━━━ DATASET EXCERPTS

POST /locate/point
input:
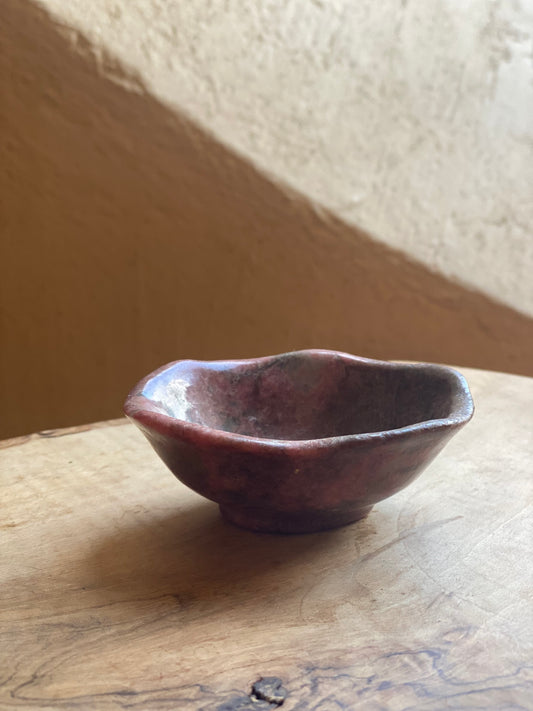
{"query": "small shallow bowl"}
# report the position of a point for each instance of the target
(302, 441)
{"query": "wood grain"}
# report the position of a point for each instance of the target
(122, 589)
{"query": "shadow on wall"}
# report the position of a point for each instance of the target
(131, 238)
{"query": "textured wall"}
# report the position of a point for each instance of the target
(131, 236)
(412, 120)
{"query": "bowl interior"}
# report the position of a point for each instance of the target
(303, 395)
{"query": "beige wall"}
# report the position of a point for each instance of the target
(131, 237)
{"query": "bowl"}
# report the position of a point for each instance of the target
(302, 441)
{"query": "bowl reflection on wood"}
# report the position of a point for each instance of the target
(302, 441)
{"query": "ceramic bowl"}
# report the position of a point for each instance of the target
(302, 441)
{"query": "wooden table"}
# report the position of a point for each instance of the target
(122, 589)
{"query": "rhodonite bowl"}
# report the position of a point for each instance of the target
(302, 441)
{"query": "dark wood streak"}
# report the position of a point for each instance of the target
(317, 688)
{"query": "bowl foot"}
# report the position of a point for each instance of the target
(279, 522)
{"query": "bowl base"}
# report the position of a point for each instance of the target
(265, 521)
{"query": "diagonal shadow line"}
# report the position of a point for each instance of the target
(133, 237)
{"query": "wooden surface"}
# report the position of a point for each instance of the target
(122, 589)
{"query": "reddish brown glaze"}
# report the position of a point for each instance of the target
(301, 441)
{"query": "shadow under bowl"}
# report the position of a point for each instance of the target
(302, 441)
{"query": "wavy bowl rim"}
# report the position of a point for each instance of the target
(141, 410)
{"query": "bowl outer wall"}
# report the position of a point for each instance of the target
(337, 473)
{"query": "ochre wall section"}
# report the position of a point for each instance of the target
(131, 238)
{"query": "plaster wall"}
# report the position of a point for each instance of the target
(137, 229)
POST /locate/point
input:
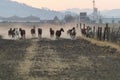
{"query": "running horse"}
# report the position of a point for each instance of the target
(22, 33)
(59, 32)
(33, 32)
(52, 33)
(39, 33)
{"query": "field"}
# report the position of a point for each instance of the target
(64, 59)
(58, 60)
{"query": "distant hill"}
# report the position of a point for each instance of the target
(106, 13)
(9, 8)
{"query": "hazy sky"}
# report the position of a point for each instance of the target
(66, 4)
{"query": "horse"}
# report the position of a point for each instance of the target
(58, 33)
(83, 30)
(72, 32)
(22, 33)
(39, 32)
(17, 33)
(10, 32)
(69, 31)
(33, 32)
(52, 33)
(89, 32)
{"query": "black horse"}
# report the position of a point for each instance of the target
(72, 32)
(22, 33)
(39, 32)
(10, 31)
(52, 32)
(33, 32)
(58, 33)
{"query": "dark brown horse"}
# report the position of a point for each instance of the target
(33, 32)
(39, 32)
(10, 31)
(52, 32)
(58, 33)
(22, 33)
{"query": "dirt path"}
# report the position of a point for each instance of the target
(69, 60)
(25, 65)
(103, 43)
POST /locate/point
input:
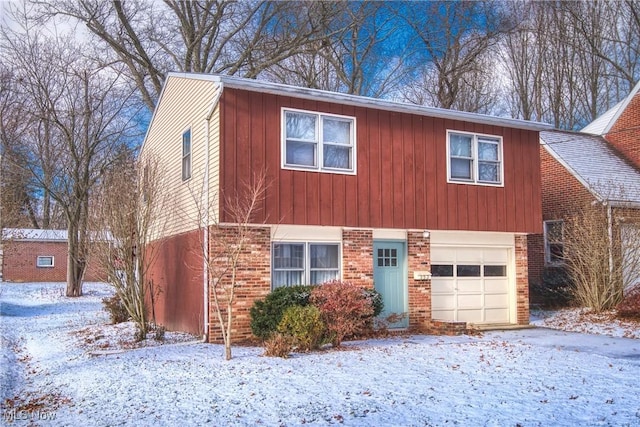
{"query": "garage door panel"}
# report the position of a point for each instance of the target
(494, 286)
(471, 315)
(443, 302)
(469, 256)
(474, 294)
(447, 315)
(498, 300)
(497, 315)
(469, 286)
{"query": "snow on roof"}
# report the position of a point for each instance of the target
(595, 164)
(602, 125)
(359, 101)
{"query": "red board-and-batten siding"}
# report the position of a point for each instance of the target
(401, 179)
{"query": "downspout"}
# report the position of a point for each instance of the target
(205, 216)
(610, 235)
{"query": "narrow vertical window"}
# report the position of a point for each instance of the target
(186, 155)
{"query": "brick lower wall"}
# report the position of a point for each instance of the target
(253, 279)
(357, 255)
(522, 280)
(419, 259)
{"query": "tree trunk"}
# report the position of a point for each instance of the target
(76, 263)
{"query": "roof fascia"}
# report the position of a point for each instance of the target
(361, 101)
(623, 106)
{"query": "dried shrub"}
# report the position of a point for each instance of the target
(116, 309)
(555, 290)
(346, 309)
(278, 345)
(630, 305)
(266, 314)
(304, 326)
(158, 333)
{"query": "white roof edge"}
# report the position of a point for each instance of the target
(620, 107)
(359, 101)
(572, 171)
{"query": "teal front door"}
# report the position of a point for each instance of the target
(390, 279)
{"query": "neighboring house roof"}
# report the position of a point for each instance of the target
(603, 124)
(35, 235)
(591, 159)
(359, 101)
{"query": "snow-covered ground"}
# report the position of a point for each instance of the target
(51, 375)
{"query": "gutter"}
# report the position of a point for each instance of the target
(205, 217)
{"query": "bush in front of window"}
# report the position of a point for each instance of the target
(555, 289)
(629, 308)
(303, 326)
(346, 309)
(266, 314)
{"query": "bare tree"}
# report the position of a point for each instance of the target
(229, 248)
(208, 36)
(130, 208)
(602, 249)
(454, 37)
(82, 116)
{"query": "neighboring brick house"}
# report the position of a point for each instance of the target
(599, 164)
(431, 207)
(33, 255)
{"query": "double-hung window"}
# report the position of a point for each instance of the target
(186, 155)
(474, 158)
(46, 261)
(304, 263)
(554, 242)
(319, 142)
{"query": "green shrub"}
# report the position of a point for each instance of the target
(304, 326)
(266, 314)
(115, 308)
(277, 345)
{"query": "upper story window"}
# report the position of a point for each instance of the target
(320, 142)
(474, 158)
(186, 155)
(45, 261)
(554, 242)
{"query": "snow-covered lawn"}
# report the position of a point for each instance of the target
(51, 375)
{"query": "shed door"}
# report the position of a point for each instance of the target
(470, 285)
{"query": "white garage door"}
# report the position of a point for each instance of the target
(470, 284)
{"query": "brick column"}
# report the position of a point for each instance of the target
(357, 256)
(419, 259)
(253, 280)
(522, 280)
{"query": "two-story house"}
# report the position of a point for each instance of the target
(432, 207)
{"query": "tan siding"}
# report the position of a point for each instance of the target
(185, 103)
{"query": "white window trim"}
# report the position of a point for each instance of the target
(319, 145)
(474, 161)
(183, 156)
(307, 257)
(41, 257)
(547, 247)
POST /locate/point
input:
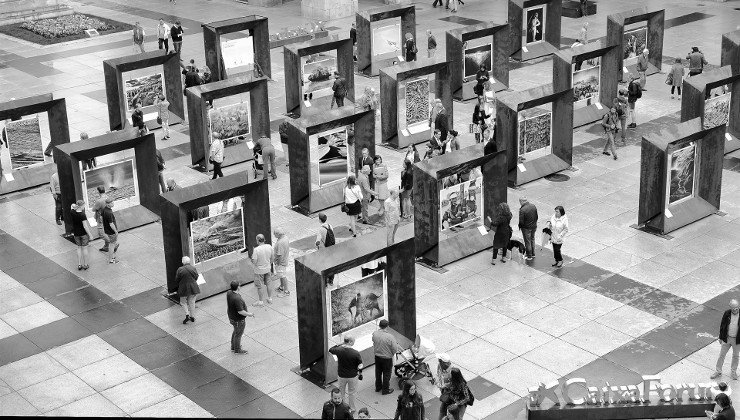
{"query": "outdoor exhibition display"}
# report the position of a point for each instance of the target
(142, 78)
(534, 28)
(381, 36)
(231, 52)
(680, 175)
(309, 74)
(469, 48)
(212, 222)
(232, 110)
(28, 128)
(356, 299)
(453, 195)
(323, 149)
(407, 93)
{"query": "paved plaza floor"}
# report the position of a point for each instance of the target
(104, 342)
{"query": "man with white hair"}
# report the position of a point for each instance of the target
(728, 329)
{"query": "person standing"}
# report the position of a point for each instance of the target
(528, 225)
(236, 309)
(728, 330)
(384, 348)
(262, 261)
(349, 367)
(187, 288)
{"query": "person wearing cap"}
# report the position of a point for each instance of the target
(385, 347)
(728, 331)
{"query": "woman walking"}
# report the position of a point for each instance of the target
(558, 224)
(410, 404)
(502, 224)
(352, 202)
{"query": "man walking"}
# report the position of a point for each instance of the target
(528, 225)
(236, 309)
(728, 329)
(262, 260)
(349, 367)
(384, 347)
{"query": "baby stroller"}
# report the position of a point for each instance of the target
(414, 361)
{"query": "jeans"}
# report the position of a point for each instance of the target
(351, 388)
(528, 235)
(383, 367)
(236, 336)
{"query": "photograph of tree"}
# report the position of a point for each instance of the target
(119, 181)
(144, 89)
(535, 133)
(681, 175)
(417, 101)
(717, 110)
(24, 142)
(474, 57)
(215, 236)
(230, 123)
(358, 303)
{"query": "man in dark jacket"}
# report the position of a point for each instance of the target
(335, 408)
(728, 330)
(528, 225)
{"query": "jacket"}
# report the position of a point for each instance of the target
(724, 326)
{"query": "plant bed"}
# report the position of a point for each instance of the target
(62, 28)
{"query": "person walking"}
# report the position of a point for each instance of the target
(410, 403)
(728, 331)
(384, 348)
(262, 261)
(349, 369)
(558, 225)
(610, 122)
(236, 309)
(676, 77)
(186, 277)
(528, 225)
(696, 61)
(502, 225)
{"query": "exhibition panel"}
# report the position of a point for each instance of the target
(309, 73)
(454, 194)
(356, 299)
(469, 48)
(142, 78)
(323, 148)
(212, 222)
(229, 52)
(680, 175)
(381, 33)
(125, 166)
(232, 110)
(29, 127)
(407, 94)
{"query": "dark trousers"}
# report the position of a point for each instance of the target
(236, 336)
(217, 170)
(528, 235)
(383, 373)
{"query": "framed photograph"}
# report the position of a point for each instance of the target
(215, 236)
(357, 303)
(535, 135)
(475, 57)
(24, 144)
(534, 24)
(682, 173)
(230, 123)
(118, 179)
(717, 110)
(144, 89)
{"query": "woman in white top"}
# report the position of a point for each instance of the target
(353, 202)
(558, 224)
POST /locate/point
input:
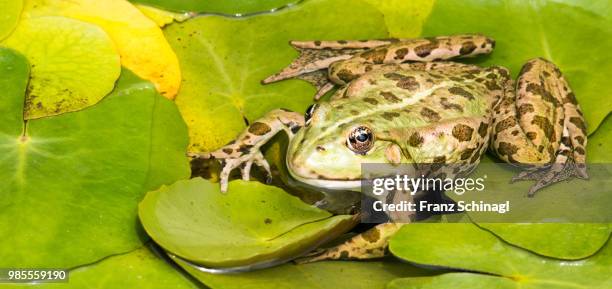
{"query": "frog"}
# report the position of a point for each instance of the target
(406, 101)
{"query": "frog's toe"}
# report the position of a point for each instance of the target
(552, 174)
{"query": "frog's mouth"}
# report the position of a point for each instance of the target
(319, 181)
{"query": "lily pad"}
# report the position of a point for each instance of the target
(221, 75)
(528, 29)
(74, 64)
(404, 19)
(557, 221)
(563, 241)
(139, 40)
(140, 268)
(466, 247)
(335, 274)
(71, 183)
(260, 223)
(11, 10)
(598, 147)
(219, 6)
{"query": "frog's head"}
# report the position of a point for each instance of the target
(329, 151)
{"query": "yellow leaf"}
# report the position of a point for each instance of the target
(140, 42)
(163, 17)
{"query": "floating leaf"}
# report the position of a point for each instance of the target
(322, 275)
(140, 268)
(563, 241)
(221, 74)
(598, 146)
(550, 222)
(528, 29)
(71, 183)
(139, 40)
(466, 247)
(218, 6)
(74, 64)
(162, 17)
(260, 223)
(11, 10)
(404, 19)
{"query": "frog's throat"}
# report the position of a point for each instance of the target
(353, 185)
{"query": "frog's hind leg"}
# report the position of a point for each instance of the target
(410, 50)
(367, 245)
(312, 63)
(541, 126)
(244, 151)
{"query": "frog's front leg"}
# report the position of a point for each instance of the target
(244, 151)
(541, 125)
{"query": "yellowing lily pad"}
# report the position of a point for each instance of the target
(224, 59)
(139, 40)
(71, 183)
(74, 64)
(251, 224)
(218, 6)
(528, 29)
(11, 10)
(466, 247)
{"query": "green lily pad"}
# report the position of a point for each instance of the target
(566, 220)
(260, 223)
(74, 64)
(334, 274)
(71, 183)
(598, 147)
(563, 241)
(528, 29)
(11, 10)
(140, 268)
(221, 75)
(466, 247)
(218, 6)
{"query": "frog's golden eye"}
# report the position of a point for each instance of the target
(360, 140)
(309, 112)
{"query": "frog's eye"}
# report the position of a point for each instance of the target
(309, 112)
(360, 140)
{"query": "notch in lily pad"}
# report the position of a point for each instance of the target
(252, 226)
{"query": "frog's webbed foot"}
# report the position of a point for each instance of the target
(245, 150)
(367, 245)
(232, 157)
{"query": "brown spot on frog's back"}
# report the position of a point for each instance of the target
(467, 48)
(371, 101)
(460, 91)
(390, 115)
(425, 49)
(430, 114)
(462, 132)
(259, 128)
(376, 56)
(415, 139)
(401, 53)
(372, 235)
(483, 129)
(505, 124)
(546, 126)
(389, 96)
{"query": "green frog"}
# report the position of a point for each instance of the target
(402, 101)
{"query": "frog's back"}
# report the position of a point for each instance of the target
(413, 97)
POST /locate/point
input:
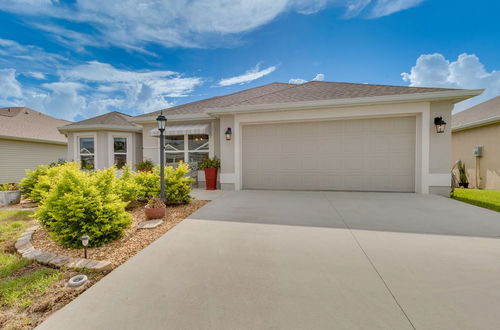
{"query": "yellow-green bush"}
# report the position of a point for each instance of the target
(82, 203)
(28, 183)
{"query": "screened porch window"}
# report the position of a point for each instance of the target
(120, 151)
(87, 153)
(190, 148)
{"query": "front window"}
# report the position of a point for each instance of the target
(190, 148)
(120, 151)
(87, 153)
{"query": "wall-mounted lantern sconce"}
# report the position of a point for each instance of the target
(228, 134)
(440, 124)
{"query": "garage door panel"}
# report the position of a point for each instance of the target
(368, 154)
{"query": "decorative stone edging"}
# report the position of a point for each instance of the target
(25, 248)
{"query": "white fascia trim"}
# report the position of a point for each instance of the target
(95, 127)
(15, 138)
(484, 122)
(455, 96)
(186, 117)
(439, 180)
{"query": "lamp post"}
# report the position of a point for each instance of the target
(162, 122)
(85, 242)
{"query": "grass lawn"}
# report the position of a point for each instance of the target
(489, 199)
(21, 281)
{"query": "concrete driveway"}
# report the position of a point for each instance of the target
(307, 260)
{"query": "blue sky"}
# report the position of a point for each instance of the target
(79, 58)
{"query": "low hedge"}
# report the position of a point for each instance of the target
(489, 199)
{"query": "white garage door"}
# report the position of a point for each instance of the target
(358, 155)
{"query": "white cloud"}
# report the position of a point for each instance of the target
(36, 75)
(388, 7)
(434, 70)
(133, 24)
(10, 87)
(247, 77)
(319, 77)
(298, 81)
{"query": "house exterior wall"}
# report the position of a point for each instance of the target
(489, 164)
(17, 156)
(432, 149)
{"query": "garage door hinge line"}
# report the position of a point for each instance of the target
(370, 261)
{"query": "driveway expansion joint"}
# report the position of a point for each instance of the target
(370, 261)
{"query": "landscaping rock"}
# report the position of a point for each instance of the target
(150, 224)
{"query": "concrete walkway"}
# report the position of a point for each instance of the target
(307, 260)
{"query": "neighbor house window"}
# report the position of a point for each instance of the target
(87, 153)
(120, 151)
(190, 148)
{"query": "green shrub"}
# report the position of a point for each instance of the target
(126, 187)
(48, 180)
(82, 203)
(177, 185)
(148, 184)
(28, 183)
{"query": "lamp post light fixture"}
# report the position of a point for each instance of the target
(228, 134)
(440, 124)
(85, 242)
(162, 122)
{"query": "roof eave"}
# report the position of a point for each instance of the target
(452, 95)
(18, 138)
(183, 117)
(98, 127)
(478, 123)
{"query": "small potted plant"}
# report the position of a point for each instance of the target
(155, 209)
(210, 166)
(145, 165)
(9, 194)
(462, 175)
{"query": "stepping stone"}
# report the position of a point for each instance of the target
(150, 224)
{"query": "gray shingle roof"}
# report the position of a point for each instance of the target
(25, 123)
(285, 93)
(114, 118)
(478, 113)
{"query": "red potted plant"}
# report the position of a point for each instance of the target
(210, 166)
(155, 209)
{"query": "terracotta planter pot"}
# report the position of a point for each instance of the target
(155, 213)
(211, 178)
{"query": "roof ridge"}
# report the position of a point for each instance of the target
(251, 98)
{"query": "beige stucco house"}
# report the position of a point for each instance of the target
(28, 138)
(314, 136)
(476, 141)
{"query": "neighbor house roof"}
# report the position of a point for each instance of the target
(27, 124)
(111, 120)
(283, 93)
(484, 113)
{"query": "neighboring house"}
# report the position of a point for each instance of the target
(479, 126)
(28, 138)
(314, 136)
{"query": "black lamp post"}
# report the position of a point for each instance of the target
(85, 242)
(162, 122)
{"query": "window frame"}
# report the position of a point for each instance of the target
(77, 154)
(186, 149)
(111, 149)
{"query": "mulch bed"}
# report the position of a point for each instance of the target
(133, 240)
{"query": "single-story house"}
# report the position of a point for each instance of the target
(313, 136)
(28, 138)
(476, 142)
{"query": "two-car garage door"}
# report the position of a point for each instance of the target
(357, 155)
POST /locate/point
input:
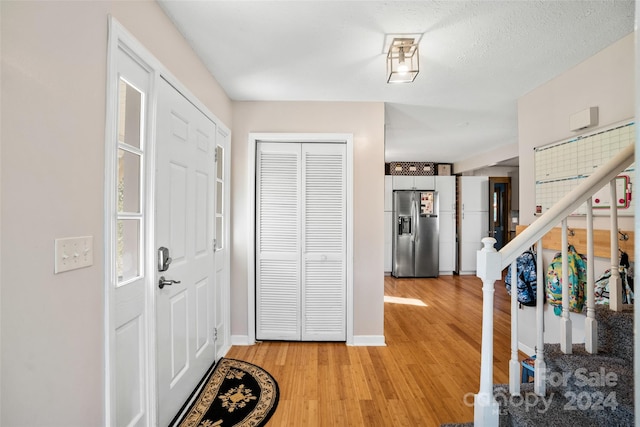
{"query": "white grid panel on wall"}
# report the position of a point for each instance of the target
(562, 166)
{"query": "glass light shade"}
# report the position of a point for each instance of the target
(402, 61)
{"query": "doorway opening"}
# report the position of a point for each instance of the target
(500, 210)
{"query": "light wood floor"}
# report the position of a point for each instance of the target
(429, 368)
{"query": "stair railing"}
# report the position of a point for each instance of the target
(490, 264)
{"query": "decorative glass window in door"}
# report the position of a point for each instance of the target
(219, 197)
(130, 220)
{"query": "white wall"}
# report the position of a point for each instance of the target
(505, 152)
(605, 80)
(52, 167)
(366, 122)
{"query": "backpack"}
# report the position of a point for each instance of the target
(601, 287)
(577, 276)
(527, 278)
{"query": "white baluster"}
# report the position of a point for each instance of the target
(540, 369)
(590, 323)
(615, 284)
(565, 330)
(486, 408)
(514, 364)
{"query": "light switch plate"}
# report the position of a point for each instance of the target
(72, 253)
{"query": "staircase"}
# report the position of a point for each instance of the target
(588, 384)
(582, 389)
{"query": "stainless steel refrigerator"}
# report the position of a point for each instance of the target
(415, 235)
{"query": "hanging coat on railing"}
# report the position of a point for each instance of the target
(527, 279)
(577, 274)
(601, 286)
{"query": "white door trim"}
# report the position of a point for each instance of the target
(254, 138)
(120, 38)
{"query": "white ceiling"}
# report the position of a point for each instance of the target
(476, 59)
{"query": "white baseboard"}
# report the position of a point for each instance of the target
(240, 340)
(526, 349)
(369, 340)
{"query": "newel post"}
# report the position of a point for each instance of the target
(486, 409)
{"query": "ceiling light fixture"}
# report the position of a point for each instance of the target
(402, 61)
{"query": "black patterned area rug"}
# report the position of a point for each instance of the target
(236, 393)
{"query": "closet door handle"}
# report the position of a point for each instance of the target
(166, 282)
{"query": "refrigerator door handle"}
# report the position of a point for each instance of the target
(414, 217)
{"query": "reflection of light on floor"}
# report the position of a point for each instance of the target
(407, 301)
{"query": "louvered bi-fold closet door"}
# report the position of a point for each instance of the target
(301, 242)
(323, 242)
(278, 241)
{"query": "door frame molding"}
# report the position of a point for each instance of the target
(254, 138)
(120, 38)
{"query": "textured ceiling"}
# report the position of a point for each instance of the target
(476, 59)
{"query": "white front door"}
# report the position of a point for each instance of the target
(222, 241)
(185, 226)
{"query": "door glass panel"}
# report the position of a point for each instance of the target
(219, 198)
(129, 115)
(220, 165)
(129, 166)
(128, 250)
(219, 233)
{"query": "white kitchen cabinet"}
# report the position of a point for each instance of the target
(447, 244)
(474, 229)
(473, 211)
(474, 191)
(388, 193)
(388, 236)
(446, 188)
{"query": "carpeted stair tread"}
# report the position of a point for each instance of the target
(531, 411)
(615, 331)
(582, 389)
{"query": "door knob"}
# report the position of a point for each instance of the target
(165, 282)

━━━━━━

- _PROBLEM TO WORK ON_: Return exactly, and only, the line containing "of light on" and every line after it through the end of the material.

- _RESULT BELOW_:
{"query": "reflection of light on floor"}
# report the position of a point for each instance of the target
(407, 301)
{"query": "louvered bi-fold closet door"}
# report the position of a point for each instance of the target
(301, 242)
(323, 242)
(278, 241)
{"query": "door frame molding"}
# report the position of a point for each instance of the target
(254, 138)
(120, 38)
{"query": "textured ceiling"}
# report the position of a point for each instance of the target
(476, 59)
{"query": "white front door"}
# report the position of a point for each instance of the target
(222, 241)
(185, 226)
{"query": "door glass panel"}
# report the position of a point for each instance of the target
(219, 198)
(129, 115)
(220, 165)
(129, 166)
(128, 250)
(219, 233)
{"query": "white kitchen cabinet"}
# report the position of a point for each instance of the target
(447, 244)
(474, 229)
(473, 211)
(474, 191)
(388, 193)
(388, 236)
(446, 188)
{"query": "carpeted stair tread"}
# report the position of a point for each instance of the target
(531, 411)
(615, 331)
(582, 389)
{"query": "door knob"}
# report the position of a point for each instance of the target
(165, 282)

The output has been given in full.